### Text for analysis
______________________________

60th Lieutenant Governor of Michigan
- In office January 1, 1991 – January 1, 1999
- Governor: John Engler
- Preceded by: Martha Griffiths
- Succeeded by: Dick Posthumus

Member of the Michigan Senate from the 36th district
- In office January 1, 1983 – December 31, 1990
- Preceded by: John Engler
- Succeeded by: John Pridnia

Member of the Michigan House of Representatives from the 104th district
- In office January 1, 1975 – December 31, 1982
- Preceded by: Michael A. Dively
- Succeeded by: Thomas G. Power

Personal details
- Born: Connie Berube April 18, 1924 Munising, Michigan, U.S.
- Died: January 12, 2014 (aged 89) Glen Lake, Michigan, U.S.
- Party: Republican
- Spouse: John Binsfeld
- Children: 5

= Connie Binsfeld =

American politician (1924–2014)

Connie Berube Binsfeld (April 18, 1924 – January 12, 2014) was an American Republican politician from the U.S. State of Michigan. She served as the 60th lieutenant governor of Michigan. Starting as an advocate for the environment in planning for the Sleeping Bear Dunes National Lakeshore, she also was known for protecting interests of women and children. She was the first woman to hold leadership posts in Michigan's House, Senate and executive branch, where she served four terms in the House, two in the Senate, and two as Lieutenant Governor.

==Biography==
Born Connie Berube in Munising, Michigan, in 1924, she attended local schools. After graduating from high school, Berube went to Siena Heights College. After she married in the 1940s, she and her husband settled near Detroit and had a family. She later taught high school history and politics.

______________________________

### Available data
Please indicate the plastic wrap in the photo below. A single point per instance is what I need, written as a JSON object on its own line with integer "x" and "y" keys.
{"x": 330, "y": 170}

______________________________

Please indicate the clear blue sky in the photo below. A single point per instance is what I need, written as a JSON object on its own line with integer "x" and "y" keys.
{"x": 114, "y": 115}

______________________________

### Task 1
Rewrite the paragraph of the Connie Binsfeld text that begins "Born Connie Berube in Munising" as a short bulleted list, keeping its main facts.
### Task 2
Summarize the Connie Binsfeld text in two sentences.
### Task 3
According to the Connie Binsfeld text, which college did she attend after graduating from high school?
None of the records are needed for this work.

### Expected output 1
- Born Connie Berube in Munising, Michigan, in 1924; attended local schools
- Went to Siena Heights College after high school
- Married in the 1940s, settled near Detroit with her husband, and had a family
- Later taught high school history and politics

### Expected output 2
Connie Berube Binsfeld (1924–2014) was a Michigan Republican who served as the state's 60th lieutenant governor. She was known for environmental advocacy and for protecting the interests of women and children, and she was the first woman to hold leadership posts in Michigan's House, Senate and executive branch.

### Expected output 3
Siena Heights College.